Texas Aggie Horticulture would be a good resource.

Your grapes will sadly never do well, they are both suited for the north (i really enjoyed both of those when i lived in Nebraska). I am in North Texas now, on the northwest outskirts of DFW, TexasPrepper2 (i also enjoy his videos) is more of east Texas, or northeast Texas.

What city are you near? Texas is big and Zone 8 alone isn’t enough to really go by. Fire Blight can be really bad for apples and pears, but that is more in the eastern portions of the state and areas that get high humidity. It feels like once you get east of Dallas, humidity and rainfall go way up. There is about a 10" between Tyler and Fort Worth for annual rainfall! Also, chill hours vary pretty crazily. here is a map: Apples-fig2.jpg (386×357) (

Pomegranates and Figs are doing well for me. Even when dying to the ground, Figs tend to produce every year. One on my Poms will even produce every year even after that horrid storm in Feb.

Persimmon seem to do pretty well to. I only have Asian Persimmon, but they are too young to produce.

You need to be really careful with apples, peaches, and stone fruit. There are northern and southern varieties of each. If you plant a northern variety, you will likely struggle and not get good fruit. The Texas Aggie Horticulture has some good recommendations. Most of their recommendations are for commercial and less backyard so keep that asterisk in mind. They only recommend Anna and Golden Dorset for apples, both are summer apples. Arkansas Black has been doing well for me, still young, but this was my second year of bearing and no signs of the tree struggling. Ghost has done very well and was highly productive this year. I also have several other varieties, including red fleshed ones, but most are only 1-2 years old.

My peaches have really struggled except for 1, but i don’t know the name of it. My sprite and Delight (2-in-1) tree has done incredible! It gets loaded every year with great fruit and the tree is very vigorous.

Pawpaws only need about 400 chill hours and should be able to grow for you as long as you keep them shaded while young.

If you want grapes, muscadines are the best options. Make sure to pay attention to gender though as you need male and female to pollinate (some are self fertile). Blackberries are another option to consider. If you do some research, you can find some that don’t get too invasive. From 2 plants that are only 2 years old i was able to get about a bushel of berries.

Depending on where you are, Satsuma could work, but every 10 years when we see a bad storm like last winter, you will need to protect them. I keep my citrus in pots so i can bring them into the garage and have them under grow lights for the winter.

Record excerpts –

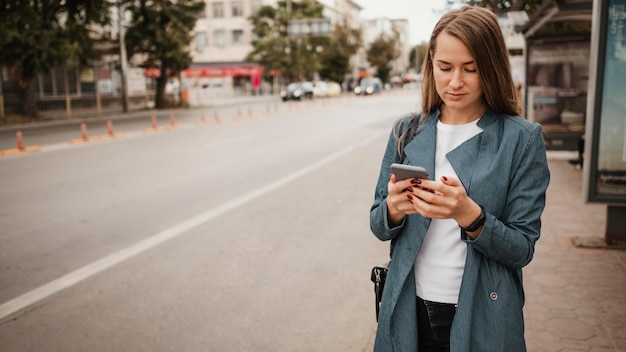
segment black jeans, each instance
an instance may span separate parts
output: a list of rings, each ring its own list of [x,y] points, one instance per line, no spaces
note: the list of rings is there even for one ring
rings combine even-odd
[[[417,297],[417,329],[420,352],[449,352],[450,328],[456,305],[424,301]]]

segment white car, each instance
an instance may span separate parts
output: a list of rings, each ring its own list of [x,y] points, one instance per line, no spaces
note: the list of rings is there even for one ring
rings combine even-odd
[[[317,81],[313,83],[313,95],[316,98],[325,98],[328,96],[328,84],[324,81]]]

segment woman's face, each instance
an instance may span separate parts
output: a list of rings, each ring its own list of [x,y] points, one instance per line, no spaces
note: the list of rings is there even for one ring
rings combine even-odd
[[[455,116],[476,118],[485,103],[474,57],[462,41],[446,32],[437,36],[435,48],[433,76],[446,109]]]

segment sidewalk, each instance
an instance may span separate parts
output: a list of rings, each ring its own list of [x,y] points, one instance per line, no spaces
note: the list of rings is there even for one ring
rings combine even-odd
[[[548,152],[542,234],[524,269],[528,351],[626,351],[626,251],[572,244],[606,225],[606,205],[583,202],[574,157]]]
[[[103,111],[100,116],[97,116],[96,112],[91,113],[75,113],[74,117],[60,117],[60,118],[48,118],[42,121],[35,121],[31,123],[16,123],[16,124],[8,124],[8,125],[0,125],[0,132],[2,131],[16,131],[23,130],[28,128],[37,128],[41,126],[52,126],[52,125],[64,125],[64,124],[76,124],[77,122],[83,121],[104,121],[104,120],[118,120],[118,119],[129,119],[129,118],[141,118],[141,117],[150,117],[153,114],[160,115],[169,115],[171,113],[175,114],[184,114],[186,112],[191,112],[194,110],[212,110],[216,108],[223,108],[229,106],[238,106],[238,105],[246,105],[246,104],[258,104],[258,103],[267,103],[267,102],[279,102],[279,95],[258,95],[258,96],[236,96],[236,97],[227,97],[227,98],[216,98],[203,106],[194,106],[188,108],[172,108],[172,109],[140,109],[140,110],[132,110],[129,112],[123,111]],[[88,117],[87,117],[88,116]]]

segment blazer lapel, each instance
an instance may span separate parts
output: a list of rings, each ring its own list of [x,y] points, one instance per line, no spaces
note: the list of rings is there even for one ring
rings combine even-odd
[[[435,176],[438,116],[438,112],[431,114],[425,124],[417,130],[413,139],[404,146],[405,163],[426,168],[431,178]]]
[[[495,114],[491,110],[487,110],[478,121],[478,127],[482,128],[483,132],[468,139],[446,155],[468,194],[471,192],[472,176],[478,172],[477,168],[486,169],[491,162],[489,140],[493,139],[489,136],[493,129],[490,129],[489,126],[493,124],[495,119]]]

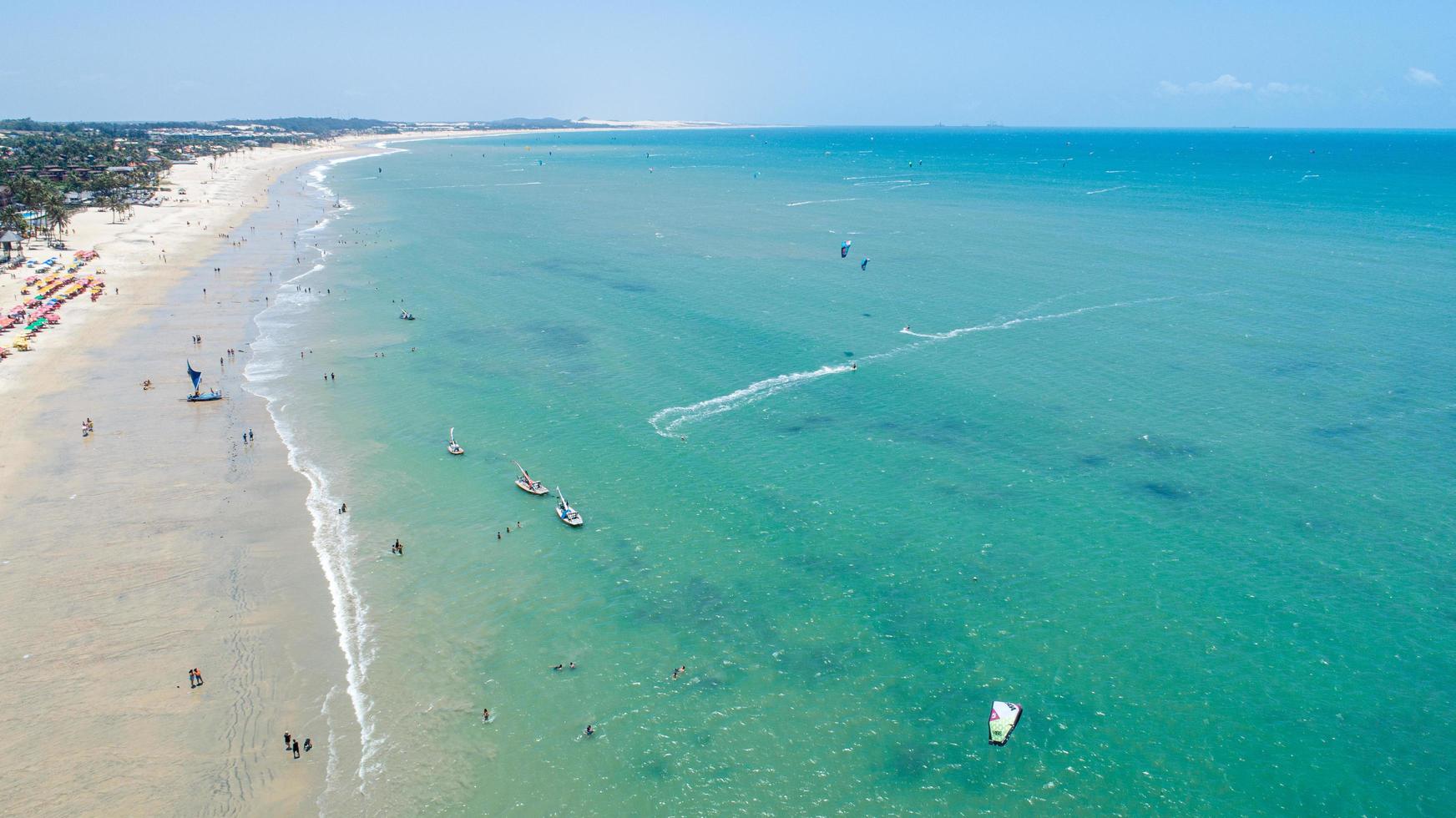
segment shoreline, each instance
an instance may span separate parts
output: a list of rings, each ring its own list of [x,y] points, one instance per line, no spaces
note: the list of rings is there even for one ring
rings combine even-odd
[[[317,812],[338,763],[329,734],[348,753],[357,731],[326,723],[347,668],[319,592],[307,483],[240,380],[281,284],[268,272],[293,253],[248,239],[268,220],[285,234],[296,213],[322,215],[307,172],[380,141],[258,150],[223,157],[217,173],[185,166],[167,185],[191,201],[121,224],[79,214],[68,245],[100,249],[87,272],[106,271],[106,298],[0,365],[0,525],[17,534],[0,557],[0,616],[26,623],[0,636],[12,659],[0,748],[19,760],[0,799],[12,808]],[[290,178],[300,192],[284,189]],[[179,358],[227,399],[179,400]],[[144,377],[156,389],[141,390]],[[86,416],[96,434],[79,438]],[[256,442],[239,442],[245,429]],[[181,688],[191,667],[205,683]],[[284,771],[290,755],[264,753],[282,731],[313,738],[322,753],[309,769]]]
[[[166,186],[189,195],[124,223],[77,214],[66,253],[102,253],[83,272],[105,272],[106,297],[0,364],[0,525],[20,540],[0,556],[0,616],[26,623],[0,636],[13,659],[0,665],[0,750],[22,760],[0,799],[42,814],[316,814],[329,779],[355,779],[367,704],[339,619],[349,603],[317,543],[326,486],[246,373],[268,298],[314,265],[262,234],[300,234],[294,214],[332,221],[328,169],[408,150],[396,144],[609,130],[651,128],[253,148],[176,167]],[[179,400],[183,360],[221,403]],[[87,438],[83,418],[96,421]],[[248,429],[256,442],[240,442]],[[183,691],[191,667],[207,683]],[[265,753],[284,731],[322,751],[307,770]]]

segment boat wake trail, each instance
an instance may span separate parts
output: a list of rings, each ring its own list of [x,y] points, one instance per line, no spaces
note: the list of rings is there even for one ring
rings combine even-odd
[[[770,394],[783,392],[785,389],[794,389],[801,383],[808,383],[811,380],[818,380],[824,376],[834,376],[839,373],[847,373],[849,364],[842,364],[837,367],[820,367],[810,373],[789,373],[786,376],[776,376],[772,378],[764,378],[756,383],[732,392],[729,394],[721,394],[718,397],[711,397],[708,400],[699,400],[692,406],[668,406],[657,415],[648,418],[657,434],[662,437],[673,437],[683,424],[690,424],[693,421],[702,421],[703,418],[712,418],[713,415],[721,415],[724,412],[731,412],[734,409],[741,409],[750,403],[757,403]]]
[[[1091,307],[1077,307],[1076,310],[1067,310],[1064,313],[1048,313],[1048,314],[1044,314],[1044,316],[1025,316],[1025,317],[1009,319],[1009,320],[1003,320],[1003,322],[980,323],[980,325],[976,325],[976,326],[962,326],[960,329],[952,329],[949,332],[925,333],[925,332],[910,332],[910,327],[904,327],[904,329],[900,330],[900,335],[910,335],[913,338],[925,338],[925,339],[929,339],[929,341],[949,341],[952,338],[960,338],[962,335],[970,335],[973,332],[990,332],[993,329],[1010,329],[1013,326],[1024,325],[1024,323],[1050,322],[1050,320],[1057,320],[1057,319],[1070,319],[1072,316],[1080,316],[1083,313],[1096,313],[1096,311],[1102,311],[1102,310],[1115,310],[1118,307],[1136,307],[1139,304],[1158,304],[1160,301],[1175,301],[1178,298],[1187,298],[1187,295],[1162,295],[1159,298],[1139,298],[1136,301],[1114,301],[1111,304],[1095,304],[1095,306],[1091,306]]]
[[[1222,295],[1223,293],[1201,293],[1198,295]],[[1136,301],[1114,301],[1111,304],[1093,304],[1089,307],[1077,307],[1076,310],[1067,310],[1063,313],[1047,313],[1040,316],[1024,316],[1016,319],[1008,319],[993,323],[981,323],[976,326],[962,326],[948,332],[938,333],[922,333],[911,332],[910,327],[900,330],[901,335],[909,335],[911,338],[919,338],[913,344],[906,344],[904,346],[895,346],[894,349],[887,349],[875,355],[865,355],[863,358],[856,358],[860,365],[875,364],[878,361],[885,361],[897,355],[919,349],[922,346],[929,346],[932,344],[939,344],[943,341],[951,341],[952,338],[960,338],[962,335],[970,335],[973,332],[992,332],[999,329],[1012,329],[1024,323],[1038,323],[1057,319],[1070,319],[1073,316],[1080,316],[1085,313],[1095,313],[1101,310],[1115,310],[1120,307],[1134,307],[1139,304],[1158,304],[1162,301],[1175,301],[1179,298],[1191,298],[1197,295],[1162,295],[1158,298],[1139,298]],[[1056,298],[1053,298],[1056,300]],[[1045,303],[1045,301],[1044,301]],[[849,364],[834,364],[824,365],[817,370],[808,370],[802,373],[788,373],[783,376],[775,376],[772,378],[763,378],[760,381],[750,383],[748,386],[729,392],[728,394],[719,394],[718,397],[709,397],[708,400],[699,400],[697,403],[690,403],[687,406],[668,406],[667,409],[658,410],[655,415],[648,418],[652,428],[661,437],[673,437],[680,434],[680,429],[687,424],[696,424],[713,415],[722,415],[724,412],[732,412],[734,409],[743,409],[750,403],[757,403],[769,396],[778,394],[788,389],[795,389],[804,386],[810,381],[815,381],[823,377],[837,376],[842,373],[852,371]]]

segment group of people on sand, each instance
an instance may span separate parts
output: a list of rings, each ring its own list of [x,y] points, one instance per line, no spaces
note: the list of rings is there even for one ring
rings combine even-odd
[[[294,738],[293,734],[285,732],[285,734],[282,734],[282,751],[288,753],[290,750],[293,750],[293,757],[297,758],[298,757],[298,739]],[[313,750],[313,739],[312,738],[303,739],[303,751],[307,753],[310,750]]]

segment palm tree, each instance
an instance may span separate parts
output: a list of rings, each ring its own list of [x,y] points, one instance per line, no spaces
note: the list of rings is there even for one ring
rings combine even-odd
[[[50,224],[51,236],[60,237],[71,223],[71,211],[66,210],[66,194],[51,188],[45,194],[45,220]]]

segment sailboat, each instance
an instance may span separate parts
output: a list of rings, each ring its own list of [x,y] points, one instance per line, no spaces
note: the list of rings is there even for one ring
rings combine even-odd
[[[511,463],[515,463],[515,461],[511,460]],[[531,476],[526,473],[526,467],[524,466],[521,466],[520,463],[515,463],[515,467],[521,470],[521,476],[515,479],[515,488],[521,489],[523,492],[526,492],[529,495],[545,495],[545,493],[550,492],[550,489],[547,489],[546,486],[540,485],[539,480],[533,480]]]
[[[202,381],[202,373],[192,368],[192,361],[186,362],[186,374],[192,378],[192,394],[188,394],[188,403],[202,403],[205,400],[221,400],[223,390],[214,389],[213,392],[202,392],[199,386]]]
[[[561,493],[561,488],[556,489],[556,496],[559,498],[559,502],[556,502],[556,517],[561,517],[561,521],[572,528],[581,525],[581,515],[566,502],[566,495]]]
[[[992,744],[1006,744],[1010,731],[1016,729],[1021,720],[1021,704],[1010,702],[992,702],[990,738]]]

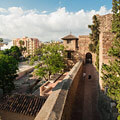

Task 1 – Write out the portion of the Texas fruit-growing post between "Depending on where" and "for the winter.", inclusive.
Task 2 – Extend the Texas fruit-growing post, picking up after its final sentence.

Expected output 1 –
Depending on where you are, Satsuma could work, but every 10 years when we see a bad storm like last winter, you will need to protect them. I keep my citrus in pots so i can bring them into the garage and have them under grow lights for the winter.

Expected output 2 –
And of course, there are Jujubes! These do really well and put out nice crops. If you have never had them, they are sweet with a hint of apple flavor. They can take drought really well too, have no pest or disease issues, and are as close to a maintenance free fruit tree as you can find. if you search on the forum here you can find some variety recommendations. So far my favorite is the Contorted.


I live east of Austin. Thank you for the detailed answer!

Fruit trees in heavy dark clay need to be planted in raised beds of sandy loam. It is a death sentence to plant them in a clay hole. Dig a hole in your clay and fill with water. Check back the next day and see if the water isn’t still there. They drowned.


Pears do well as long as you get fire blight resistant varieties. They can take a while to produce. Pineapple is one many people in SE Texas like. Of course there is always Keiffer Pear, but it is a pretty gritty pear. Apples do not seem to do well in Central Texas. Look around and you see many old home places with pear trees that have been growing on their own. I never see any producing apple trees even in town where people are watering and pruning.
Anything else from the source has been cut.